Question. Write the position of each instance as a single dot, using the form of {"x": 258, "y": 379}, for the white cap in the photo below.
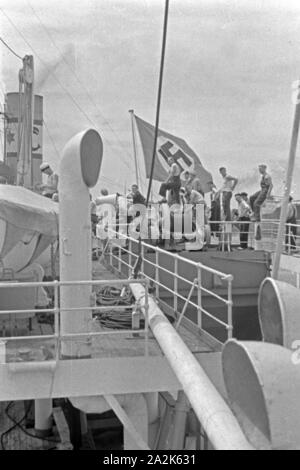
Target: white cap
{"x": 44, "y": 166}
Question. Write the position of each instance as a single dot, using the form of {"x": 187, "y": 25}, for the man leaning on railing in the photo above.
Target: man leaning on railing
{"x": 291, "y": 228}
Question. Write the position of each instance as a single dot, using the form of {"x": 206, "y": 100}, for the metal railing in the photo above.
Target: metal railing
{"x": 175, "y": 284}
{"x": 244, "y": 234}
{"x": 57, "y": 336}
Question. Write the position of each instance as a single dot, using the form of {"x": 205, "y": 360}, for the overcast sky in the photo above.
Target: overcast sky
{"x": 227, "y": 84}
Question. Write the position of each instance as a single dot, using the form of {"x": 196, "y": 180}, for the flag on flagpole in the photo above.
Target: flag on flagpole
{"x": 169, "y": 145}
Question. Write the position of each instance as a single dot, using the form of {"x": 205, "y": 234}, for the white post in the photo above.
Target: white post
{"x": 288, "y": 182}
{"x": 79, "y": 170}
{"x": 131, "y": 111}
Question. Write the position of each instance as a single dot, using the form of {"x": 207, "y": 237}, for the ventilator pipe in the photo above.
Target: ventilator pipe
{"x": 278, "y": 308}
{"x": 42, "y": 417}
{"x": 179, "y": 422}
{"x": 214, "y": 414}
{"x": 263, "y": 383}
{"x": 79, "y": 170}
{"x": 109, "y": 199}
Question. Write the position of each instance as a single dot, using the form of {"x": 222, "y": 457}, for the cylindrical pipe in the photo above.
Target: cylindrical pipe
{"x": 214, "y": 414}
{"x": 42, "y": 417}
{"x": 288, "y": 182}
{"x": 79, "y": 170}
{"x": 179, "y": 422}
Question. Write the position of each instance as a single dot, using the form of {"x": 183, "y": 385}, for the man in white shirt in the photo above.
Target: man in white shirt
{"x": 291, "y": 228}
{"x": 50, "y": 188}
{"x": 172, "y": 184}
{"x": 229, "y": 184}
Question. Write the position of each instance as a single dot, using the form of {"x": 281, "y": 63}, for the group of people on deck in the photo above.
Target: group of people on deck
{"x": 186, "y": 188}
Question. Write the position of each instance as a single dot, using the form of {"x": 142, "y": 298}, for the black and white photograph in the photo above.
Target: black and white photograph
{"x": 149, "y": 228}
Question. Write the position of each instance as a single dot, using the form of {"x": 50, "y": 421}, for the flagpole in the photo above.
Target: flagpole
{"x": 131, "y": 111}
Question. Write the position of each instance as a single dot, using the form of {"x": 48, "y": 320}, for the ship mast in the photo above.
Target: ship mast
{"x": 25, "y": 123}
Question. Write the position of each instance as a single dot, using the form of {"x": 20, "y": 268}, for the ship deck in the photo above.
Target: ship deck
{"x": 108, "y": 345}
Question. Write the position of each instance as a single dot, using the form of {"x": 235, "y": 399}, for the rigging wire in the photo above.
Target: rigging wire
{"x": 78, "y": 80}
{"x": 163, "y": 51}
{"x": 48, "y": 70}
{"x": 138, "y": 264}
{"x": 51, "y": 138}
{"x": 11, "y": 50}
{"x": 55, "y": 77}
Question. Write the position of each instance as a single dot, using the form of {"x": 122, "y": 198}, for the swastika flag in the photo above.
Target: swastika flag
{"x": 168, "y": 146}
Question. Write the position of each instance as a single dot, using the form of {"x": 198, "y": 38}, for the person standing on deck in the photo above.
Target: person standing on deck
{"x": 50, "y": 188}
{"x": 172, "y": 184}
{"x": 257, "y": 199}
{"x": 244, "y": 211}
{"x": 136, "y": 196}
{"x": 291, "y": 230}
{"x": 229, "y": 184}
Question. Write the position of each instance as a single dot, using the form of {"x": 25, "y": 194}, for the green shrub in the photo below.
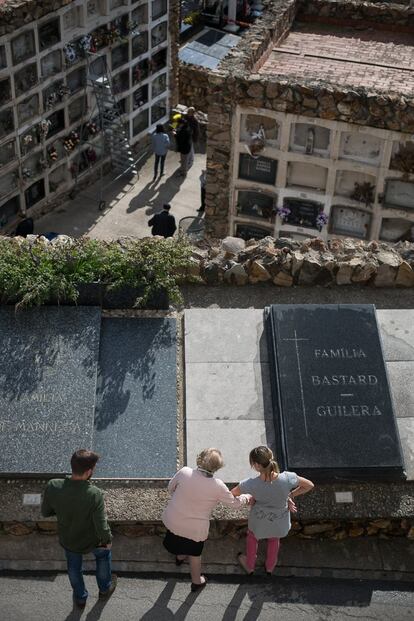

EXERCISE:
Return, from the data above, each line in which the string "below" appears.

OUTPUT OF THE EXERCISE:
Question. Write the position of each instance as a single dot, using the form of {"x": 258, "y": 379}, for the white cap in the photo below.
Question. Write the position of each instance as a single dot, using the form of {"x": 25, "y": 194}, for the green shrub in the photo below.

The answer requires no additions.